▶ [Directions] Starting at the line that contains "position of riverbank" and ending at the line that contains "position of water", the lines below are to be given again exactly, with nothing added.

▶ [Entries provided]

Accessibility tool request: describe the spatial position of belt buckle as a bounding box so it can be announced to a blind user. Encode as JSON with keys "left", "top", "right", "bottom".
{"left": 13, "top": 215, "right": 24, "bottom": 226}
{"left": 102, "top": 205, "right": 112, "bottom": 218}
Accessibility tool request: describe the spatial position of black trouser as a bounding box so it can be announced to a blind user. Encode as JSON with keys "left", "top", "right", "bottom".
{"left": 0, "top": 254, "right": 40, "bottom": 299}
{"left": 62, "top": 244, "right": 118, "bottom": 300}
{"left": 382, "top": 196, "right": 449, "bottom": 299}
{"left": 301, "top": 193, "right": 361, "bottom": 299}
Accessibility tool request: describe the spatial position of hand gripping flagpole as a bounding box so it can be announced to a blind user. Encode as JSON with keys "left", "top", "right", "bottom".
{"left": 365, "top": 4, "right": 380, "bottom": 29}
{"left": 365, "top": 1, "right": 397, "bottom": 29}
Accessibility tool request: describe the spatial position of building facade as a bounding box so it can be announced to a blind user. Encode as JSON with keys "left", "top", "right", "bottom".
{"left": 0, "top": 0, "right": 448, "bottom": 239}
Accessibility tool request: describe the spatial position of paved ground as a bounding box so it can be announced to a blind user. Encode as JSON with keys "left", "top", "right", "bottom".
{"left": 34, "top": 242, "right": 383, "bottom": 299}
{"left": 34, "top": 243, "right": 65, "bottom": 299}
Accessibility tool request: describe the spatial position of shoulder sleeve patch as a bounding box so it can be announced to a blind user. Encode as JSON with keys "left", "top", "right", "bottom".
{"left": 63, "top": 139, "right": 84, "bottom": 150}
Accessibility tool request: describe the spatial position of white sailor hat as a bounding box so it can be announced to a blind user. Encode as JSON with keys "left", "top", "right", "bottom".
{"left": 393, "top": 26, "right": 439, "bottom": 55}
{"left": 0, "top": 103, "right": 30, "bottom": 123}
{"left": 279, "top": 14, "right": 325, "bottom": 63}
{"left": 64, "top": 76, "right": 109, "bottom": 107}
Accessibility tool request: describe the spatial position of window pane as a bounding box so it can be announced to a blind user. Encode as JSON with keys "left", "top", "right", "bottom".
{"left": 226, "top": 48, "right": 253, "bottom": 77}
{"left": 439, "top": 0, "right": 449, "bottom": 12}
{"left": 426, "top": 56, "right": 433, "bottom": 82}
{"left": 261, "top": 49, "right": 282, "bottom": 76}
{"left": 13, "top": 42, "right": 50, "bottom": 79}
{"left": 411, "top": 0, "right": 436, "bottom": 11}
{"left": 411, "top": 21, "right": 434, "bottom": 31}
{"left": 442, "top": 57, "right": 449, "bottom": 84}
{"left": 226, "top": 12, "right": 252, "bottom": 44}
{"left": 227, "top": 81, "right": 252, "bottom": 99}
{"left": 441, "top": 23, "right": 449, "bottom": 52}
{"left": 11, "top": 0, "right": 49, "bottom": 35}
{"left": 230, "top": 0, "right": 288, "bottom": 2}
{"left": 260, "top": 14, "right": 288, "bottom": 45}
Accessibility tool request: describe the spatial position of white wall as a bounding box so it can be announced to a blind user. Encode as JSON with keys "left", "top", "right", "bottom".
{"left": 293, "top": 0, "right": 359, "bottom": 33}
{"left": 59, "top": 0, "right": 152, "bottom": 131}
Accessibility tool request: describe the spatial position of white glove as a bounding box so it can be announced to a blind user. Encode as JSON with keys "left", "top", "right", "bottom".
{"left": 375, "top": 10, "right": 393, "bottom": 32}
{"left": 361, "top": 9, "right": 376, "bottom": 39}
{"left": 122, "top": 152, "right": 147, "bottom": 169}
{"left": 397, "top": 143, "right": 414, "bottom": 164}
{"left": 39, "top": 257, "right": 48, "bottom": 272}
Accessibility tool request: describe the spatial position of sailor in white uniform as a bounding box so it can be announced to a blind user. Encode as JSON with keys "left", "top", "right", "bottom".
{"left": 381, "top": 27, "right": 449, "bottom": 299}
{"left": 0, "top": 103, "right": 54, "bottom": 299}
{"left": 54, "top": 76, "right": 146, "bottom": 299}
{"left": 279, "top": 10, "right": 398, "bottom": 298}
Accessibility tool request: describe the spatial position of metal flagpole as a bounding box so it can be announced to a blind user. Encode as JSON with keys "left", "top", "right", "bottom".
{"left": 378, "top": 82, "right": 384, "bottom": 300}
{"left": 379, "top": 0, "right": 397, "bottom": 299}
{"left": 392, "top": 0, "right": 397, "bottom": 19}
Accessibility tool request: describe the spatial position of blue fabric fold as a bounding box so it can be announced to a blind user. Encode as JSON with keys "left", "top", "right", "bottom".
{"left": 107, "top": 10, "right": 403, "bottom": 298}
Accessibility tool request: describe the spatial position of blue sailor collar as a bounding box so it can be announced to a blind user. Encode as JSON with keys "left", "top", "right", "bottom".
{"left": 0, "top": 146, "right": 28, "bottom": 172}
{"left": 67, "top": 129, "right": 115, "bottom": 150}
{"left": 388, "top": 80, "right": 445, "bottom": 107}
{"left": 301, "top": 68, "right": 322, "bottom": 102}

* * *

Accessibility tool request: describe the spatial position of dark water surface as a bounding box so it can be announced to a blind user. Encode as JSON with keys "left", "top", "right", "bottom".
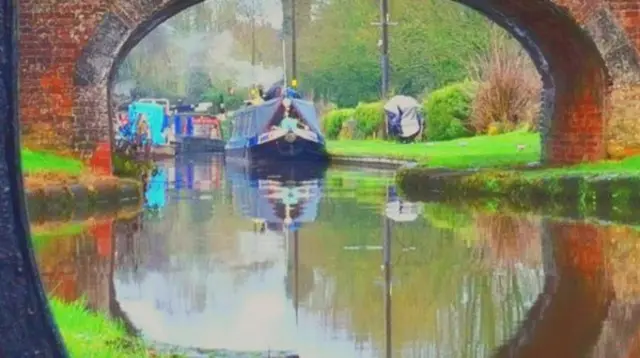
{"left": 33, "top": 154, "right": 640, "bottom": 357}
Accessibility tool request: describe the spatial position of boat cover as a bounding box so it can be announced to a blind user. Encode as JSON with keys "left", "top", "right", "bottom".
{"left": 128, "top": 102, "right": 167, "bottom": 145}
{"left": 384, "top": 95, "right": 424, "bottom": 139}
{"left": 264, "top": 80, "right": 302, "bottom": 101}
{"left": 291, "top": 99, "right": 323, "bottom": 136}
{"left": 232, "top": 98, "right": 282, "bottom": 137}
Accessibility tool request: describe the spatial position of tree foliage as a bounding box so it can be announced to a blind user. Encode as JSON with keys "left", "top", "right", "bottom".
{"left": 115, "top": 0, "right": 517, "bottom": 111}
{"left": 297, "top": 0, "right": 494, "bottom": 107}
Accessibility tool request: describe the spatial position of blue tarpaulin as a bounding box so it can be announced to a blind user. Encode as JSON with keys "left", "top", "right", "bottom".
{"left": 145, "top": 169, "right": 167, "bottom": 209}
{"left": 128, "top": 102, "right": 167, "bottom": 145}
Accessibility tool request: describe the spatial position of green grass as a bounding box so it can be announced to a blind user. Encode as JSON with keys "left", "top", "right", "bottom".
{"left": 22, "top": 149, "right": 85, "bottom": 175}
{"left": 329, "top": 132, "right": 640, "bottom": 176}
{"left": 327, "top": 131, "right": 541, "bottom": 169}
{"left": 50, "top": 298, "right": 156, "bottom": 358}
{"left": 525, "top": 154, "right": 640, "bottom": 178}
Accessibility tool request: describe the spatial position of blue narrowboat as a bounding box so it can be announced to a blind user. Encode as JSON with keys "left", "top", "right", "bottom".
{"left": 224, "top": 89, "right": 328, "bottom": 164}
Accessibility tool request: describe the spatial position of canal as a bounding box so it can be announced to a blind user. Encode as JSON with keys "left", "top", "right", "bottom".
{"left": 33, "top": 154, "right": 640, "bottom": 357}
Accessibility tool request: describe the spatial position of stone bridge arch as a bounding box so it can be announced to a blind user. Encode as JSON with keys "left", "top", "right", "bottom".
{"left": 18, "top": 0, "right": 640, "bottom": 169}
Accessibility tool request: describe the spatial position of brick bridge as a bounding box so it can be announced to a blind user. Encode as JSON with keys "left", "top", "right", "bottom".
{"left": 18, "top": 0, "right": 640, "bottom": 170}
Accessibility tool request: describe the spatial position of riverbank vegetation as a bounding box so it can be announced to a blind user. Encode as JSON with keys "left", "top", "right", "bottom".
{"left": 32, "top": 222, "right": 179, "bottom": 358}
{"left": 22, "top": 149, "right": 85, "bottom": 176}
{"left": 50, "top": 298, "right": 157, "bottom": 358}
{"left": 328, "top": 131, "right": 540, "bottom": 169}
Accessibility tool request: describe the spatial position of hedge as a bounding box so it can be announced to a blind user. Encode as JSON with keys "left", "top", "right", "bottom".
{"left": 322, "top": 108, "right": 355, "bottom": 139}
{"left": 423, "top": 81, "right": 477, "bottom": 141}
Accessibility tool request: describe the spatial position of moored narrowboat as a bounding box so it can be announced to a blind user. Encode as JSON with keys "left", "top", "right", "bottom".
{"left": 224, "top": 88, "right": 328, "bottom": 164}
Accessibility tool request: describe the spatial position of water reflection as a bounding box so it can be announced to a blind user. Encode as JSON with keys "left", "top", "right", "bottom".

▶ [Reply to the exercise]
Accessibility tool request: describe the spatial position of riverbank vegetation as a bounding box so it can be announced to a blind user. Encode as JSON with keys "left", "top", "right", "bottom".
{"left": 32, "top": 222, "right": 179, "bottom": 358}
{"left": 22, "top": 149, "right": 85, "bottom": 176}
{"left": 50, "top": 298, "right": 157, "bottom": 358}
{"left": 328, "top": 131, "right": 540, "bottom": 169}
Accessibility tool request: describe the spatial position of hedge as a bounding box so it can be announced to a blind user. Encode as JSON with keys "left", "top", "right", "bottom".
{"left": 322, "top": 108, "right": 355, "bottom": 139}
{"left": 423, "top": 81, "right": 477, "bottom": 141}
Accessibility tool request: describe the spatial position of moored narrowboat as a bounding box so it can be announced to a blind user. Encode as JSON with keys "left", "top", "right", "bottom".
{"left": 224, "top": 88, "right": 328, "bottom": 164}
Accessibility tool request: describe the spatial position of water reflection as a bounding box so it can be announced to a blind user. Encode as JSON with keys "left", "top", "right", "bottom".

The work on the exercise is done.